### STATED EXERCISE
Please retype all of the entries below line for line, changing nothing.

(Bounding-box records)
****************

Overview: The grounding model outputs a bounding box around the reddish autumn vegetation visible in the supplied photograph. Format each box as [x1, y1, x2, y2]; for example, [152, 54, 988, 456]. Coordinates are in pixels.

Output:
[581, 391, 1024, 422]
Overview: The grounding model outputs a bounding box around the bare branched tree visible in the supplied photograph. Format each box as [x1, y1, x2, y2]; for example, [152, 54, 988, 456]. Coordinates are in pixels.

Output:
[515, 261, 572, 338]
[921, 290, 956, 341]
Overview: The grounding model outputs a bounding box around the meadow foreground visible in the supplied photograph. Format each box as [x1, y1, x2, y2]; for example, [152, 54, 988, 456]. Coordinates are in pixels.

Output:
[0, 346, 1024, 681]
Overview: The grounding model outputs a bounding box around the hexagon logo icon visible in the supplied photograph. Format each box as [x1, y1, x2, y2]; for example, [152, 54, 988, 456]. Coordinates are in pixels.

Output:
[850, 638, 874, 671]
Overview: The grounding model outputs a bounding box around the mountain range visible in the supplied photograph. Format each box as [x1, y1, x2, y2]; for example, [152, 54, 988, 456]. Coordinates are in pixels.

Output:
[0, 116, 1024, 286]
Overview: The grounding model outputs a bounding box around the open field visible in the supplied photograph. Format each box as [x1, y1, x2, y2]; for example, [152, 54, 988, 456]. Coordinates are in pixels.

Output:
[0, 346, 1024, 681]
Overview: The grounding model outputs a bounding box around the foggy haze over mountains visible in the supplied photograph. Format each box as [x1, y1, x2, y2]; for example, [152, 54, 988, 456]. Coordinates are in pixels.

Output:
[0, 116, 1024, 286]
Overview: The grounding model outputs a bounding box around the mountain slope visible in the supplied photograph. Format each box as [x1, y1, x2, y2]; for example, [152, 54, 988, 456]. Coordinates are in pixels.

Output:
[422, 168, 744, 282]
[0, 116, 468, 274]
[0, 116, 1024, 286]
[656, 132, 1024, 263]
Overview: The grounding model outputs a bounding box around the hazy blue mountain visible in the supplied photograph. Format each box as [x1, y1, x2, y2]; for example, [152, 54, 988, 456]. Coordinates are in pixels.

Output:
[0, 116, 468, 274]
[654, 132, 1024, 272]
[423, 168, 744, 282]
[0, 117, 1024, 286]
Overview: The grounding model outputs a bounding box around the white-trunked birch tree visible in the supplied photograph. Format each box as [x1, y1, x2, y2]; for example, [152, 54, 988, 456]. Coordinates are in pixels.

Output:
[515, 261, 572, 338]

****************

### ANSWER FOR THIS EXERCISE
Overview: The grounding model outputs a bounding box around the reddish autumn vegetation visible in the supplied photograph. Format each box as [x1, y1, x2, y2]; for example, [152, 54, 988, 456]. Coordinates are in pixels.

Output:
[581, 391, 1024, 422]
Overview: The grounding model outputs a bounding box around the bare branched tree visible in the supplied photograph. Format each box as [x1, y1, x2, y2]; for example, [152, 54, 988, 456]. Coordinates are in pixels.

Output:
[515, 261, 572, 338]
[921, 290, 956, 341]
Overview: The grounding model outputs a bounding box around the meadow foreground visible in the supplied photograph. Format each box as [x1, y1, x2, y2]; for example, [152, 54, 988, 456]. Coordinates are in pixels.

Output:
[0, 346, 1024, 681]
Overview: The grounding model outputs a bounding box around the hexagon logo icon visible in the supplied photograph. Format each box as [x1, y1, x2, y2]; for example, [152, 54, 988, 456]. Coordinates are in pixels.

Output:
[850, 638, 874, 671]
Overview: The grounding model outputs a bounding box around the mountain range visible in the supplied photograph. Format each box as [x1, y1, x2, y2]; for example, [152, 54, 988, 456]. Coordinates are in pixels.

Output:
[0, 116, 1024, 286]
Overview: The grounding model outputs a bounding box around the open field visible in the supplied photograph. Format each box as [x1, y1, x2, y2]; for example, [152, 54, 988, 456]. Coordinates are in pixels.

Output:
[0, 346, 1024, 681]
Overview: The grounding model outputs a bounding box around the foggy haze over mountains visible in the supplied photograph. Format each box as [x1, y1, x2, y2]; for example, [152, 54, 988, 456]. Coordinates are in pixels.

Output:
[0, 116, 1024, 286]
Overview: The grounding model outputs a bounding box around the mountain slope visible in the supplied photograph. Format each box as [x1, y1, x2, y2]; for example, [152, 54, 988, 456]. Coordinates are in pixels.

Output:
[422, 168, 744, 282]
[0, 116, 468, 274]
[0, 116, 1024, 286]
[656, 132, 1024, 263]
Overview: The grounding model outputs a bounding box around the hazy blue mountain visible in the supplied photograph. Format each box as [x1, y1, x2, y2]; for example, [152, 54, 988, 456]. Coordinates are in pixels.

Output:
[0, 116, 468, 274]
[654, 132, 1024, 272]
[423, 168, 744, 282]
[0, 117, 1024, 286]
Overview: The grounding model outputs a bounding box around the white-trunked birch tree visible in the supplied photograph. Format each box as [x1, y1, x2, y2]; for example, [152, 54, 988, 456]. Coordinates are in pixels.

Output:
[515, 261, 572, 338]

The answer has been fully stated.